| Document text |

######

In the assault on the Balata and Jenin refugee camps, ground troops backed by tanks and helicopter gunships moved from house to house, searching for militants and weapons.
In the Jenin camp, about 250 armed men were surrounded by Israeli tanks and snipers on rooftops, witnesses said. The gunmen sought cover in homes and in narrow alleys. ``We are in a trap,'' one of the gunmen, Jamal Hweel, told The Associated Press by phone.
Hweel said many of the fighters had explosives belts strapped to their bodies, and had placed homemade bombs at the entrances of alleys. Hweel said he and his comrades would not surrender. ``We want to die together,'' he said.
Five Palestinians, including three bystanders, were killed and 30 injured in fighting in the camp on Friday. One of the civilians was a 10-year-old girl killed while standing near the window of her home, witnesses said.
Many suicide bombers from the militant Hamas and Islamic Jihad have left for attacks in Israel from the camp next to Jenin, at the northern edge of the West Bank.
In Balata, a Fatah stronghold, residents said the search operation was continuing. To stay out of alleyways controlled by snipers and militants with explosives, the soldiers went from house to house by knocking down walls between the flimsy shelters, residents said.
At least 10 houses were destroyed, residents said. Suleiman Abu-Asab, 52, said 12 soldiers broke down a door and entered two building where seven families, including 30 children, live.
``They spent all night there,'' he said. ``When we returned in the morning after they left, we found the house badly damaged totally, much of the furniture burned and even their empty food boxes still inside.''
Troops destroyed the house of Nasser Awais, commander of the Al Aqsa Brigades militia in the camp, the Fatah-linked group that has claimed responsibility for many recent attacks.
Awais said he and most of his followers have slipped out of Balata, but would continue fighting. ``They (the Israeli troops) couldn't arrest or kill me, so they took revenge by demolishing my house,'' Awais said in a telephone interview from his hiding place. ``The whole campaign against the camp has failed because they didn't arrest anyone and didn't find any of the weapons they wanted.''
Yitzhak, the Israeli commander, said troops seized dozens of explosive devices, mines and some weapons.

######

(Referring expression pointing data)
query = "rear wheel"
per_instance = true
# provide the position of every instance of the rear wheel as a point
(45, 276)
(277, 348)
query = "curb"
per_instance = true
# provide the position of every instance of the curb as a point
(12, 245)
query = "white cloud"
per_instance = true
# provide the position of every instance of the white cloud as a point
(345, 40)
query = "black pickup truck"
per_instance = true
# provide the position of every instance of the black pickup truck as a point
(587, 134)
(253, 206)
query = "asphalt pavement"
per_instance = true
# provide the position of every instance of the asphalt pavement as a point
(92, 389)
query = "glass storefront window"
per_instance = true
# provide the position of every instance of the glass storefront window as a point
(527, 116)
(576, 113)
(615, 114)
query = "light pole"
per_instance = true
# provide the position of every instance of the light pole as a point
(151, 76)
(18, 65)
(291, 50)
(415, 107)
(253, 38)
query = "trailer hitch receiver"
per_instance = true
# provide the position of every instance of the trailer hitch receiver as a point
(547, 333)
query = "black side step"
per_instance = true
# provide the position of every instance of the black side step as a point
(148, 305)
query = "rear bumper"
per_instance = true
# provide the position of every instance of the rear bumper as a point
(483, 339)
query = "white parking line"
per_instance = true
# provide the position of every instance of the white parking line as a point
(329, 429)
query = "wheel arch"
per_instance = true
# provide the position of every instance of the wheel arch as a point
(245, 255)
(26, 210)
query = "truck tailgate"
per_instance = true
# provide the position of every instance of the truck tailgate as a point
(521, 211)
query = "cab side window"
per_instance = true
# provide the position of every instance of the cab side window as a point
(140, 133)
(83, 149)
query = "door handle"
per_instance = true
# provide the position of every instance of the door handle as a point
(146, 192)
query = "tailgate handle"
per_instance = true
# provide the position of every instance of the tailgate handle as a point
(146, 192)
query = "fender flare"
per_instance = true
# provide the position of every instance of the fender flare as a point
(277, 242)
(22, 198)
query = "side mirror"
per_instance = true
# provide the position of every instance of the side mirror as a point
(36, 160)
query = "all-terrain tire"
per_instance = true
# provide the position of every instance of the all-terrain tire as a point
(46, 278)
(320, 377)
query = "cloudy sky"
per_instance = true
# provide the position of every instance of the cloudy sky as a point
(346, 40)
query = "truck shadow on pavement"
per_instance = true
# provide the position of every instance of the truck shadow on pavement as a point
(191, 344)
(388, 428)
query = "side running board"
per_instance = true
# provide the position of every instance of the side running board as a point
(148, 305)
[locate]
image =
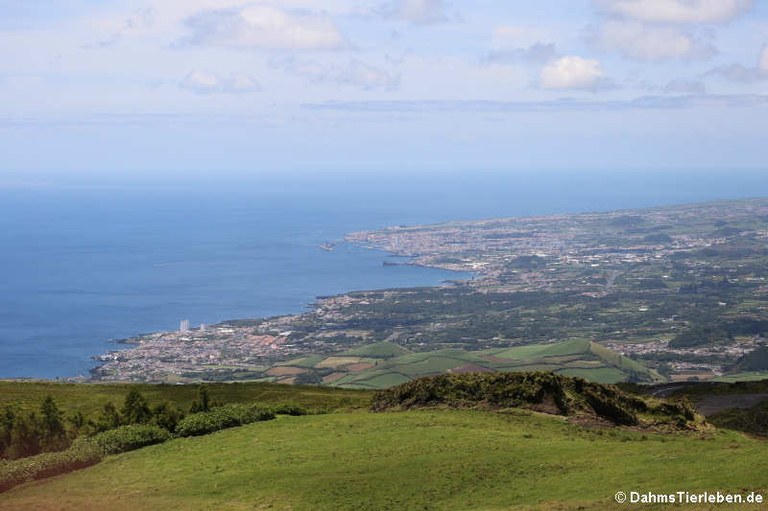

######

| Check your understanding |
a – List every person named in the news report on the raids on the Balata and Jenin refugee camps.
b – Extend the news report on the raids on the Balata and Jenin refugee camps, picking up right after its final sentence.

| Answer set |
a – Jamal Hweel, Suleiman Abu-Asab, Nasser Awais, Yitzhak

b –
Israeli Cabinet Minister Tzachi Hanegbi said the assault on the camps would help prevent attacks on Israelis. ``This is for the sake of our way of life here, in malls, in cities, in streets,'' he told Israel Army Radio. ``The classic strategy of Israeli military campaigns has been to move the fighting into enemy territory.''
Palestinians charged that Israel had escalated its aggression.
``By its brutal attacks against the Palestinian refugee camps in Nablus and Jenin, the Israeli government has declared its true intentions,'' said Palestinian Information Minister Yasser Abed Rabbo in a statement.
The Palestinian leadership issued a statement charging that Israel's government favors violence over peace efforts. ``Our people has the right to resistance and to defend its land,'' the statement said.
In Washington, State Department spokesman Richard Boucher said Israel has the right to defend itself, but he expressed concern over the incursions. ``We have been in touch with the Israeli government to urge that utmost restraint be exercised in order to avoid harm to the civilian population,'' he said.
The 27 refugee camps in the West Bank and the Gaza Strip house Palestinians displaced in Mideast wars dating to Israel's founding in 1948. Though officially designated as refugee camps, most are made up of concrete-block houses and apartment buildings that have gone up over a period of decades, considered temporary shelter for the refugees and three generations of descendants.